**READING PASSAGE**

/---

Step 6: Select organizations for deep-dive analyses
Based on the findings of our shallow-dives, we identified what we thought were the most promising recommendations based on our framework. These organizations were those that we believed we doing relevant work, had demonstrated meaningful accomplishments, and showed evidence of a strong organizational structure and potential financial need.
For these organizations, we conducted a comprehensive “deep dive” to gather more information with which to make a recommendation.
How we analyze selected organizations (Deep Dive)
To begin analyzing our selected organizations that use activism or insider advocacy to affect climate policy, we first reviewed the literature on what determines the effectiveness of activism or insider advocacy work, specifically around climate. The results of this work are presented in our sector overview documents (policy advocacy and activism), where we share our take on the literature on both activism and insider advocacy techniques and organizations.
After this, we turned our attention to the organization(s) selected for deep dives. To review organizations that have been short-listed for a deep-dive review, we read a variety of sources on each organization both from organizations themselves and from external authors writing about them, review the literature relevant to the organization’s work, and speak to internal and external experts to hear their take on the organization. We employ five criteria to rank organizations, as detailed in the table below:
History and accomplishments to date
For each deep dive, we first analyze the organization’s history and what it has accomplished to date. In particular, we pay attention to the reasons why the group was founded, how their work has evolved over time, and what verifiable accomplishments they have had to date. During this review, we also seek evidence on whether the organization has successfully adapted to changing political or other circumstances that may affect their work.
To assess organizational strength, we primarily rely on discussions with leadership as well as volunteers or employees in entry-level roles to identify how the organization is structured, why it is structured like it is, and whether this structure seems to be effective or ineffective.
Activities, theory of change, and evidence
We review each organization’s primary activities that make up its work. These can include activities like conducting seminars, organizing protests, writing policy briefs, or hiring lobbyists among many others.
After noting each of the key activities organizations do in practice, our team constructs a theory of change that describes how we believe the organization seeks to impact climate policy through its activities. Sometimes we rely on organizations’ own theories of change during this stage, though we often seek to build our own that represents a more fine-grained understanding of how specific activities impact target outcomes than organizations may create themselves. After constructing the theory of change, we note down each of the assumptions in the theory and then review any available academic or policy literature on each assumption to assess how likely it is to hold.
For all organizations we recommend, we transparently collect our concerns with the organization and what we think are the greatest risks are to the organization achieving its goals. In addition, we double-check the risks we identified with individuals within the organization to better understand how the organization understands and accounts for its risks.
Room for additional funding
We assess whether additional funds are likely to be productively used by the organization and increase its ability to conduct useful work. Often, we rely on interviews with leadership and finance team members at the organization to determine how donations would be used within the organization and whether additional donations might make a meaningful contribution to the organization’s ability to achieve its goals.
Our final recommendation balances all of our findings across these areas. Our team assess the benefits we believe additional donations of money or time to an organization are likely to have, and then we determine a final recommendation through team consensus.
Why we don’t rank our recommendations against each other
Though we have identified activism and insider advocacy as our most promising focus areas for 2020 and identified a set of promising organizations to recommend, Giving Green does not currently rank our policy change recommendations against each other.

\---

**DATA LINES**
/---

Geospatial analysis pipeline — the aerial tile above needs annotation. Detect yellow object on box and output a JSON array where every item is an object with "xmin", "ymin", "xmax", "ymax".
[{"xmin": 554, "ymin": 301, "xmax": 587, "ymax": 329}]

\---

**REQUIRED WORK**
**A.** List the example activities that the deep-dive methodology text gives as part of an organization's primary work.
**B.** According to the deep-dive methodology text, how is the final recommendation determined?

**RESPONSES TO THE TASKS**
**A.** Conducting seminars, organizing protests, writing policy briefs, and hiring lobbyists.

**B.** Through team consensus.